▶ ENTRIES PROVIDED:
....
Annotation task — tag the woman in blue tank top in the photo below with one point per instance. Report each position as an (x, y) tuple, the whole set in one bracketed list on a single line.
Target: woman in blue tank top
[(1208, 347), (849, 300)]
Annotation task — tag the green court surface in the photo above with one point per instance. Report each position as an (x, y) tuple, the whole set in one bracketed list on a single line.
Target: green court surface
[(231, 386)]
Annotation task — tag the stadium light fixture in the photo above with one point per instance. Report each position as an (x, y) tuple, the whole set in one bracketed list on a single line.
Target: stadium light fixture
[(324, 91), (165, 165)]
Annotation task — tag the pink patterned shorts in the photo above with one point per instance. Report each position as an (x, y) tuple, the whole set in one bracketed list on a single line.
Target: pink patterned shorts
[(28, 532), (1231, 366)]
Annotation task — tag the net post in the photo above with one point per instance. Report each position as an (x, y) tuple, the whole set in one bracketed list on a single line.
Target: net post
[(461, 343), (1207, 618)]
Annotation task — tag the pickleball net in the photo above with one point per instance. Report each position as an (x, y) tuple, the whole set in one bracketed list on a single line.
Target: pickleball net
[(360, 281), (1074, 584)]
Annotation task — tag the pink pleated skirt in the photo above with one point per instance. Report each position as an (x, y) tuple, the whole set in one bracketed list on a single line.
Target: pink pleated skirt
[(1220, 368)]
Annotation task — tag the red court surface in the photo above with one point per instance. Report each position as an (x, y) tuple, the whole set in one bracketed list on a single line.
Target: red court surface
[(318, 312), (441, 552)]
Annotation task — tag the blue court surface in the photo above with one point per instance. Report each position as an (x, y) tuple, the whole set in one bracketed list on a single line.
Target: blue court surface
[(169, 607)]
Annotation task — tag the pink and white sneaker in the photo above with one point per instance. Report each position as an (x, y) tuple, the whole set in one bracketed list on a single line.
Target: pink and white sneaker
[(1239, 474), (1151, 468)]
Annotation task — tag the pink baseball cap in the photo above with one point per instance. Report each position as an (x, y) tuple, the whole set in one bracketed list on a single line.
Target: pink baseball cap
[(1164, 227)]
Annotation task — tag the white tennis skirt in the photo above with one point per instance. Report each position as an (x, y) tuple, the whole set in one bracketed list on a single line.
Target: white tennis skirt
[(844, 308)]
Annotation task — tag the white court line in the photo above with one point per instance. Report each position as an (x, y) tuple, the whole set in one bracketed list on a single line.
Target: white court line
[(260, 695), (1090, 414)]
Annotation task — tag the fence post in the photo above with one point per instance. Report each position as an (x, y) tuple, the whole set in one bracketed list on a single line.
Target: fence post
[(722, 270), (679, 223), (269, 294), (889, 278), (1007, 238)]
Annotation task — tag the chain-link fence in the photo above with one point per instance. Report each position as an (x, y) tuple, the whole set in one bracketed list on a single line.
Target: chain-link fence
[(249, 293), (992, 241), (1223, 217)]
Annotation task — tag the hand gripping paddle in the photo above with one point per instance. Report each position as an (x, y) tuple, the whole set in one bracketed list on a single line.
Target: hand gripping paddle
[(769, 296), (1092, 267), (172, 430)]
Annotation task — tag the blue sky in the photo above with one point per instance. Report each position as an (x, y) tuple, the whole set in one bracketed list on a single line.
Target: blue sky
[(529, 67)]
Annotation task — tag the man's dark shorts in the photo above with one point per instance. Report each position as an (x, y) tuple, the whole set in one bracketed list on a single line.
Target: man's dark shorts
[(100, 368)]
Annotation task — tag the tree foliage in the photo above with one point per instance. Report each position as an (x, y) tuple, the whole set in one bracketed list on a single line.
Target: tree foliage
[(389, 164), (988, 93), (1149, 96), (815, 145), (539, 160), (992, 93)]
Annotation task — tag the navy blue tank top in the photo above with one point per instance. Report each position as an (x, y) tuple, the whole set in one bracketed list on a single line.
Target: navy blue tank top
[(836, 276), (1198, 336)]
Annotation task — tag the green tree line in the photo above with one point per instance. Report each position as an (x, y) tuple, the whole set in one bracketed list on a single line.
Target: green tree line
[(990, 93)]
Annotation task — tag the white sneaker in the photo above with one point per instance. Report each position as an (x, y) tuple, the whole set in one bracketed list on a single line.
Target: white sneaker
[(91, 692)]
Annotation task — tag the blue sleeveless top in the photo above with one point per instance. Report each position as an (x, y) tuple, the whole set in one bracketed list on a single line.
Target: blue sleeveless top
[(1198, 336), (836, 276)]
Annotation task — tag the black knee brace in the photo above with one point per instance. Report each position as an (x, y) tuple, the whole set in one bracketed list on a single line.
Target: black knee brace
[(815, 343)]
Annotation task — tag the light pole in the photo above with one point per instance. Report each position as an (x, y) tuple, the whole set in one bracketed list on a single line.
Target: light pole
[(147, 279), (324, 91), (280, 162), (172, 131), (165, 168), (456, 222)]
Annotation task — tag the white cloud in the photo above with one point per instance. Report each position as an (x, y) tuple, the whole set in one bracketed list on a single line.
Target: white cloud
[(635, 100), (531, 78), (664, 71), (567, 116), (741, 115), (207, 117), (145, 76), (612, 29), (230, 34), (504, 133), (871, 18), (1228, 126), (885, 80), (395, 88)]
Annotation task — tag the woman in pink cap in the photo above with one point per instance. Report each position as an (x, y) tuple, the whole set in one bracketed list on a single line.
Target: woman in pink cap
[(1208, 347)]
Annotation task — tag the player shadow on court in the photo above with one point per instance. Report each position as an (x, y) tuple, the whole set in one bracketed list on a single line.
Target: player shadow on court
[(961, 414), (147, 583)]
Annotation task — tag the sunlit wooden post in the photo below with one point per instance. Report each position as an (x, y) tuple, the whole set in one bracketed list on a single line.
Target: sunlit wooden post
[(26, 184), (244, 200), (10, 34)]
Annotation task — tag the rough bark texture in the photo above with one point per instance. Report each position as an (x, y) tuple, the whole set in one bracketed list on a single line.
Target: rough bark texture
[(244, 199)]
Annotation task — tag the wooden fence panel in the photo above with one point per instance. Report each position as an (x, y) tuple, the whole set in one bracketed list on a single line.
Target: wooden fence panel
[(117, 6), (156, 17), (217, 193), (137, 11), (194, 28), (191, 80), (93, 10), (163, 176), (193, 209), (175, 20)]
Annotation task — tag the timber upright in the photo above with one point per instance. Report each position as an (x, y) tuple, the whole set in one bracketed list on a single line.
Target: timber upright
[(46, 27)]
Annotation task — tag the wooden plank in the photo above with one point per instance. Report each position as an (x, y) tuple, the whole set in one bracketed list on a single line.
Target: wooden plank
....
▶ WHAT IS BEING ASKED:
All lines above from the one with "Target: blue court surface" to the one with "Annotation task — tag the fence", inclusive, should be copied exactly, and no other lines.

▶ TASK ANSWER:
Target: blue court surface
[(169, 607)]
Annotation task — tag the pink and white sneaker in the photo above with one point per instance. Report each position as an (x, y) tuple, the whole set in one bracketed list on a single line.
Target: pink and white sneaker
[(1239, 474), (1151, 468)]
Annotation task — tag the pink baseball cap in the photo above with one point per instance. Report each position as an (x, y) tuple, the whole set in one bracketed list on a single line.
Target: pink baseball cap
[(1164, 227)]
Annotation task — tag the white tennis skirt in the photo above with one point per instance. Report each position as an (x, y) tuple, the whole set in one bracketed list on a single line.
Target: white tennis skirt
[(844, 308)]
Annotation task — tag the white court line in the photo above with one point per instance. Report each position as an (x, y) tuple, the whole set in one bracketed list on a single line.
Target: white court line
[(260, 695), (1090, 414)]
Annotation task — tag the fence post in the photo above with one point per instance. Report each position as an (x, y) tuple, the whole set in one bracketed list on a single line.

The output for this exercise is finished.